◆ DATA SHOWN:
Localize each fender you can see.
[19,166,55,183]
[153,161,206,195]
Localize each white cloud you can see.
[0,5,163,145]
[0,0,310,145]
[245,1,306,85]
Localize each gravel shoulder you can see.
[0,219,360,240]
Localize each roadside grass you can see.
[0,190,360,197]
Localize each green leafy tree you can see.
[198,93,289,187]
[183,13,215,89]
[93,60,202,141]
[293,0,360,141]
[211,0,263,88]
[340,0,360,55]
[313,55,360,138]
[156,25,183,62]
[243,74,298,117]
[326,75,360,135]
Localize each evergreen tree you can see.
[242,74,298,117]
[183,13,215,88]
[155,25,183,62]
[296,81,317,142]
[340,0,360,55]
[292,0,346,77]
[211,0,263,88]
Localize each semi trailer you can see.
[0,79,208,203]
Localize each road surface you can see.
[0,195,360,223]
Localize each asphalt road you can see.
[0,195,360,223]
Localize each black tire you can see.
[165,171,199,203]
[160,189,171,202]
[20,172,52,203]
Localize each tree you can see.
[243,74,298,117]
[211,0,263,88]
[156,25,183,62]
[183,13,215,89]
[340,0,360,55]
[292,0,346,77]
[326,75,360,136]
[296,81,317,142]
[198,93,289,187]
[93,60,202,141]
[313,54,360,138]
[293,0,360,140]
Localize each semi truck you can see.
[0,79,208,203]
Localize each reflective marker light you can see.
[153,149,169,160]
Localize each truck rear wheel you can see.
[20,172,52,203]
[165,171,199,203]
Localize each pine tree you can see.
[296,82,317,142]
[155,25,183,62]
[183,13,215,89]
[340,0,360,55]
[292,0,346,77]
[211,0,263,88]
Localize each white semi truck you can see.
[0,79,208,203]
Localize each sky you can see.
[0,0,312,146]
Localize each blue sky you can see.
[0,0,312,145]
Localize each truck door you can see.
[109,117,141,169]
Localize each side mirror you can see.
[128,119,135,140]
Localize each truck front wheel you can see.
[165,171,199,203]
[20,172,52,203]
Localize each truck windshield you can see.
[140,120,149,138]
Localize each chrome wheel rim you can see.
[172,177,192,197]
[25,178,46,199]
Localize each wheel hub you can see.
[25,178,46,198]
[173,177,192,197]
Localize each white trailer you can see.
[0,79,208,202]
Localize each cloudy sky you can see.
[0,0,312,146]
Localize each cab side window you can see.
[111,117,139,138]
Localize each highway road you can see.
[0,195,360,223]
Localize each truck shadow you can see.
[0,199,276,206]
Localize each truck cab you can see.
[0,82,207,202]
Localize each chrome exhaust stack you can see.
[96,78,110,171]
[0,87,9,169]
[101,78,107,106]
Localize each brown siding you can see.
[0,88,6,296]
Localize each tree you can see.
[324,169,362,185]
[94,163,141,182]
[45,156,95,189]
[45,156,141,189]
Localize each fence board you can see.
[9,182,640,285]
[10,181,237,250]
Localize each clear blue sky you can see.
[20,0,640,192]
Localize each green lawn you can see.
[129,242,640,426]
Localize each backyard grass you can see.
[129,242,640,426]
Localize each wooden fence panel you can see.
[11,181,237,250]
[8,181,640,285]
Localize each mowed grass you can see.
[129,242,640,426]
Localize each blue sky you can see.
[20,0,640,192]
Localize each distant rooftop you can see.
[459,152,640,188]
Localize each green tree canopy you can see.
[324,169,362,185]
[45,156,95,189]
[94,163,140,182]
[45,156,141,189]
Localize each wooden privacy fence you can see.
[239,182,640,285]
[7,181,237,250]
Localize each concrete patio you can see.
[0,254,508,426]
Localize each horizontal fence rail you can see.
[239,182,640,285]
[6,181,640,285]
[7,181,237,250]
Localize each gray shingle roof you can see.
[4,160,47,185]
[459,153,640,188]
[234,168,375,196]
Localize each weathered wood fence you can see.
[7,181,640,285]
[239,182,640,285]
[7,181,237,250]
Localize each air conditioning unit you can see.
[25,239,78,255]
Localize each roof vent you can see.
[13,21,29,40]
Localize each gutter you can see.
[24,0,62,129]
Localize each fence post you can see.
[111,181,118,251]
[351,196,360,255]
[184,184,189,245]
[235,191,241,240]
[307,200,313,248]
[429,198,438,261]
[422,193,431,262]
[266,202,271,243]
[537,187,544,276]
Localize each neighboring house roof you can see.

◆ WHAT TO WORK ON: Reproduce all of the records above verbatim, from the first line through the last.

◆ EXERCISE RESULT:
Localize each fender you can see.
[19,166,55,183]
[153,161,206,195]
Localize each white cloud you can see.
[0,5,163,145]
[0,0,310,145]
[245,1,306,85]
Localize each gravel shoulder you can see.
[0,219,360,240]
Localize each roadside grass you can see.
[0,190,360,197]
Localize each green leafy tree you can see.
[198,93,289,187]
[183,13,215,89]
[93,60,202,141]
[293,0,360,141]
[211,0,263,88]
[340,0,360,55]
[313,55,360,138]
[156,25,183,62]
[243,74,298,117]
[326,75,360,135]
Localize each evergreen tree you can see.
[242,74,298,117]
[183,13,215,88]
[155,25,183,62]
[296,81,317,142]
[340,0,360,55]
[292,0,346,77]
[211,0,263,88]
Localize each semi trailer you can see.
[0,79,208,203]
Localize each road surface you can see.
[0,195,360,223]
Localize each asphalt road you can see.
[0,195,360,223]
Localize each black tire you can see.
[165,171,199,203]
[160,189,171,202]
[20,172,52,203]
Localize each tree you can see.
[243,74,298,117]
[211,0,263,88]
[156,25,183,62]
[183,13,215,89]
[340,0,360,55]
[292,0,346,77]
[326,75,360,136]
[296,81,317,142]
[198,93,289,187]
[93,60,202,141]
[313,54,360,138]
[293,0,360,140]
Localize each semi truck you can see.
[0,79,208,203]
Localize each reflective marker light you can see.
[153,149,169,160]
Localize each truck rear wheel you can see.
[20,172,52,203]
[165,171,199,203]
Localize each pine tree you can see.
[296,82,317,142]
[155,25,183,62]
[183,13,215,89]
[340,0,360,55]
[292,0,346,77]
[211,0,263,88]
Localize each white semi truck you can see.
[0,79,208,203]
Localize each sky you can see.
[0,0,312,146]
Localize each blue sky you can see.
[0,0,312,145]
Localize each truck door you can see.
[109,117,141,169]
Localize each side mirror you can see.
[128,119,135,140]
Localize each truck front wheel you can see.
[165,171,199,203]
[20,172,52,203]
Localize each truck windshield you can see.
[140,120,149,138]
Localize each chrome wheel rim you can see.
[172,177,192,197]
[25,178,46,199]
Localize each wheel hub you can see.
[25,178,46,198]
[173,177,192,197]
Localize each white trailer you can see.
[0,79,208,202]
Localize each cloudy sky you can see.
[0,0,312,146]
Localize each cab side window you can see.
[111,117,139,138]
Localize each highway road you can see.
[0,195,360,223]
Localize each truck shadow you can see.
[0,199,276,206]
Localize each truck cab you can see.
[0,82,207,202]
Localize each chrome exhaust stack you can see.
[96,78,110,171]
[0,87,9,169]
[101,78,107,106]
Localize each brown siding you can see.
[0,88,6,296]
Localize each tree you can see.
[324,169,362,185]
[94,163,141,182]
[45,156,95,189]
[45,156,141,189]
Localize each fence board you can see.
[9,182,640,285]
[10,181,237,250]
Localize each clear blue sky you can see.
[20,0,640,192]
Localize each green lawn you can see.
[129,242,640,426]
Localize each backyard grass you can see.
[129,242,640,426]
Localize each wooden fence panel you can see.
[11,181,237,250]
[8,181,640,285]
Localize each mowed grass you can see.
[129,242,640,426]
Localize each blue sky you can see.
[20,0,640,192]
Localize each distant rooftop you can see.
[459,152,640,188]
Localize each green tree canopy you can see.
[324,169,362,185]
[45,156,95,189]
[94,163,140,182]
[45,156,141,189]
Localize each wooden privacy fence you can see.
[239,182,640,285]
[7,181,237,250]
Localize each concrete patio you can see.
[0,254,508,426]
Localize each horizontal fence rail you can see.
[239,182,640,285]
[6,181,640,285]
[7,181,237,250]
Localize each gray shingle roof you can see.
[4,160,47,185]
[459,153,640,188]
[234,168,375,196]
Localize each weathered wood fence you can see.
[7,181,640,285]
[239,182,640,285]
[7,181,237,250]
Localize each air conditioning unit you can see.
[25,239,78,255]
Localize each roof vent you can see.
[13,21,29,40]
Localize each gutter you can see.
[24,0,62,129]
Localize each fence post you can see.
[111,181,118,251]
[351,196,360,255]
[184,184,189,245]
[235,191,241,240]
[307,200,313,248]
[429,198,438,261]
[422,193,431,262]
[266,202,271,243]
[537,187,544,276]
Localize each neighboring house roof you can see.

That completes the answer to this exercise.